Stored data entries

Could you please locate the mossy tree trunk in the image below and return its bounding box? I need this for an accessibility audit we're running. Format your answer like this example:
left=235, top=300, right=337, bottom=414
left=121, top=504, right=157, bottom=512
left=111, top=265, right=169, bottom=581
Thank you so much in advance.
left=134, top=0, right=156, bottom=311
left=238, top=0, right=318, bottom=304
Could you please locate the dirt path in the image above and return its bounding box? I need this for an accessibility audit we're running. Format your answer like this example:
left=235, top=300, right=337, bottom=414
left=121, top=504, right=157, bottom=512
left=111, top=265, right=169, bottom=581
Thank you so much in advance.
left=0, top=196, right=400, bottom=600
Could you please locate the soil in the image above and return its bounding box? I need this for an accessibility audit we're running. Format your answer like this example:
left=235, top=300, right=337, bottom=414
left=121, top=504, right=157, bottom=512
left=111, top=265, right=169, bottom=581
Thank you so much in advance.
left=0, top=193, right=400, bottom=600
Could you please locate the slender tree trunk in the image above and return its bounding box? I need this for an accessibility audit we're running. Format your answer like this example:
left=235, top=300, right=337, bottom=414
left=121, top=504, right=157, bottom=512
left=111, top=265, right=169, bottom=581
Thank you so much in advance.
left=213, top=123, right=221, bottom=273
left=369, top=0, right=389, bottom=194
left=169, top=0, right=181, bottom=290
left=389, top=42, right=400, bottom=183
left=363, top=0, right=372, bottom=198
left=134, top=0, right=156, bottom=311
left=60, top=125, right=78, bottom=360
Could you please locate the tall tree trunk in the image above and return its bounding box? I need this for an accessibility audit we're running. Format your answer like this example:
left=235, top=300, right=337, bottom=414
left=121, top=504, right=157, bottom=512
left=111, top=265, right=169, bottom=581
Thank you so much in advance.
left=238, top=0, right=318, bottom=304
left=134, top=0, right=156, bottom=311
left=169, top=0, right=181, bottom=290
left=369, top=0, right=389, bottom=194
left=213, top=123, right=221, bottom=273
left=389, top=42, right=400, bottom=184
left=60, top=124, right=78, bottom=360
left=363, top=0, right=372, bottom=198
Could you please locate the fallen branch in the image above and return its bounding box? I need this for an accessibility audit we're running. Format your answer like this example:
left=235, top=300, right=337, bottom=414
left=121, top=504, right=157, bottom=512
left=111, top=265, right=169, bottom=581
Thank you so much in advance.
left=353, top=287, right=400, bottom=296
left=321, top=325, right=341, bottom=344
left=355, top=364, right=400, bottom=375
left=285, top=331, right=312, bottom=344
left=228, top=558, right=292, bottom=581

SET TASK
Go through the records above and copy out every line that contains the word "accessibility".

SOLUTION
Could you please locate the mossy tree trunk in the image below and return its bounding box? I need this for an accessibility audit we're running. Format your answer like this example:
Could you please locate the dirt path in the image above and return its bounding box? I need this for an accessibility audit we're running. Format your answer like this example:
Could you please locate the soil in the image above and return its bounding box? I need this for an accessibility audit we're running. Format your answer like this example:
Could you please locate the slender tree trunk in the image above and return its bounding box? I need this for an accessibility audit we're running. Format your answer like this example:
Could you please locate the tall tree trunk in the image above and return its bounding box? I need this for an accessibility audit we're running. Format your answer like this example:
Could you please locate the fallen branch in the image above and return its bounding box? I need this for an accessibility audit we're running. Format your answer like this example:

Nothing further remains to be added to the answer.